WHAT YOU NEED TO DO:
Write out the listing in full, matching it word for word.

RECORDS SHOWN:
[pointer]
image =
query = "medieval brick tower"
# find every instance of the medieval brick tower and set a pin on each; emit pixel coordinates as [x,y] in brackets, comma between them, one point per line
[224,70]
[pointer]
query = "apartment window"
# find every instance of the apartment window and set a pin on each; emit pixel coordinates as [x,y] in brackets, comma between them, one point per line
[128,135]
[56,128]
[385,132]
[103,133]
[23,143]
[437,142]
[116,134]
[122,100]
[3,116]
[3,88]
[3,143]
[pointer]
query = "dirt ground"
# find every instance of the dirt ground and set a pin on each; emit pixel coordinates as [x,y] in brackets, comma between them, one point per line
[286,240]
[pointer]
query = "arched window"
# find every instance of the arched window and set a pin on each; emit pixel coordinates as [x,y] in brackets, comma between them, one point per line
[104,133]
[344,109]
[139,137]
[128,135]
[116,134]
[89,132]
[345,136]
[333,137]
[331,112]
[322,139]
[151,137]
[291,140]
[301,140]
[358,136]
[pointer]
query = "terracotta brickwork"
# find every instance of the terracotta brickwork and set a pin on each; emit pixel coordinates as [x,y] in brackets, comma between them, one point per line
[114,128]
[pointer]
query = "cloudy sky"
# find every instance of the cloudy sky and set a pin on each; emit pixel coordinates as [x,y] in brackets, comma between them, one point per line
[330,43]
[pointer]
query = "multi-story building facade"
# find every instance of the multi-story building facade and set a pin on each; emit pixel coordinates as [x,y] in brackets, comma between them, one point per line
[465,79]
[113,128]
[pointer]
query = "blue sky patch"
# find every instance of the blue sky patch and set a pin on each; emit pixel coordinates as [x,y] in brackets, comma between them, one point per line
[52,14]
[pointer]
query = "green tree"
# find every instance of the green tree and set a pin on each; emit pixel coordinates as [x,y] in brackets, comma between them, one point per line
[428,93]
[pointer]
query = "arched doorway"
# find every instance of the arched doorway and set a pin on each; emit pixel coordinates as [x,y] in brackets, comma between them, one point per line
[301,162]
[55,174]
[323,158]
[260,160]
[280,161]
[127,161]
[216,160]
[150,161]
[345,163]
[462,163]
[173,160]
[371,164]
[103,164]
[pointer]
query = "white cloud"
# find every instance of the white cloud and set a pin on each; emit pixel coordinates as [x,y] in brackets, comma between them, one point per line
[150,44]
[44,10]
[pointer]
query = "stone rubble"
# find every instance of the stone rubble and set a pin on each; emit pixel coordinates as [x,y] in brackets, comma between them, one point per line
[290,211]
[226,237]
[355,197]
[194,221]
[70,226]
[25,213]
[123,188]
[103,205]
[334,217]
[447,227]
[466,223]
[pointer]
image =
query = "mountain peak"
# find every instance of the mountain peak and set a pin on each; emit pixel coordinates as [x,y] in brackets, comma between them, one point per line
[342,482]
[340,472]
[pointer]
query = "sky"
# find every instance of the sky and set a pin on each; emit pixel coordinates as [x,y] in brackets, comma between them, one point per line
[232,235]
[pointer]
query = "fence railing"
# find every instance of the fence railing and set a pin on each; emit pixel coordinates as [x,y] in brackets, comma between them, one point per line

SOLUTION TO THE PROBLEM:
[pointer]
image =
query = "medieval brick tower"
# find every instance of the medieval brick tower and set a pin on each; emit pixel coordinates as [x,y] in brackets, comma between them, one point per line
[224,70]
[pointer]
query = "apartment window"
# find every instance of the apartment window and set a pin on each; emit pixel coordinates as [x,y] in brackets, comma between them, one point per line
[128,135]
[56,128]
[385,132]
[103,133]
[23,143]
[437,142]
[116,134]
[122,100]
[3,116]
[3,88]
[3,143]
[pointer]
query = "dirt ground"
# find every instance of the dirt ground and set a pin on each; emit pixel coordinates as [x,y] in brackets, comma between them, one point per line
[286,240]
[pointer]
query = "arched window"
# find every instance of the arched window and set a pin on each; emit pixel coordinates as [x,y] in brackets, comma between them, one point per line
[104,133]
[344,109]
[139,137]
[128,135]
[116,134]
[89,132]
[345,136]
[333,137]
[331,112]
[322,139]
[151,137]
[291,140]
[301,140]
[358,136]
[pointer]
query = "terracotta brickwork"
# find every instance of the terracotta brickwork and set a pin on each; emit pixel coordinates as [x,y] in brackets, comma between them, one point per line
[114,128]
[pointer]
query = "cloudy sky"
# find every instance of the cloudy sky and set a pin on each; emit pixel coordinates as [x,y] in brackets, comma between them, one point per line
[330,43]
[pointer]
query = "multi-story building facade"
# find every instance of the multi-story building facade and set a pin on each; emit pixel coordinates as [x,y] in brackets, comma between them, one point per line
[465,79]
[113,128]
[pointer]
query = "blue sky patch"
# find every instance of the blue sky patch and set a pin on each; emit pixel coordinates as [x,y] in brackets, comma between them, one point per line
[52,14]
[pointer]
query = "green tree"
# find every instance of the green tree and set a pin on each; emit pixel coordinates as [x,y] in brackets, comma between them, one point per line
[428,93]
[pointer]
query = "arched doorway"
# find every instance of the arched doorway and set a pin on each; emit pixel coordinates as [x,y] in brackets, comma between them, one point per line
[301,162]
[55,174]
[323,158]
[260,160]
[280,161]
[127,161]
[216,160]
[150,161]
[345,163]
[462,163]
[173,160]
[371,164]
[103,164]
[pointer]
query = "white cloud"
# find every instance of the white cloud and set a pin on each; emit pixel coordinates as [x,y] in brackets, comma between them, one point per line
[150,44]
[44,10]
[pointer]
query = "stone rubble"
# find every instance of the stone rubble and set a pin on each; emit pixel coordinates as [x,y] in brackets, comma between them, one point per line
[290,211]
[226,237]
[355,197]
[194,221]
[70,226]
[25,213]
[123,188]
[103,205]
[334,217]
[447,227]
[466,223]
[pointer]
image =
query = "mountain peak"
# find every instance of the mountain peak and set a pin on each; emit pixel coordinates as [x,y] in brackets, comma between them, one point per line
[342,482]
[340,472]
[pointer]
query = "sky"
# find every instance of the sky and set a pin on each; emit pixel coordinates as [x,y] in brackets, comma between them, one point per line
[232,235]
[pointer]
query = "fence railing"
# find every instance of the fence railing and set a pin on each; emit pixel coordinates as [x,y] in brackets, comma between them, one point per line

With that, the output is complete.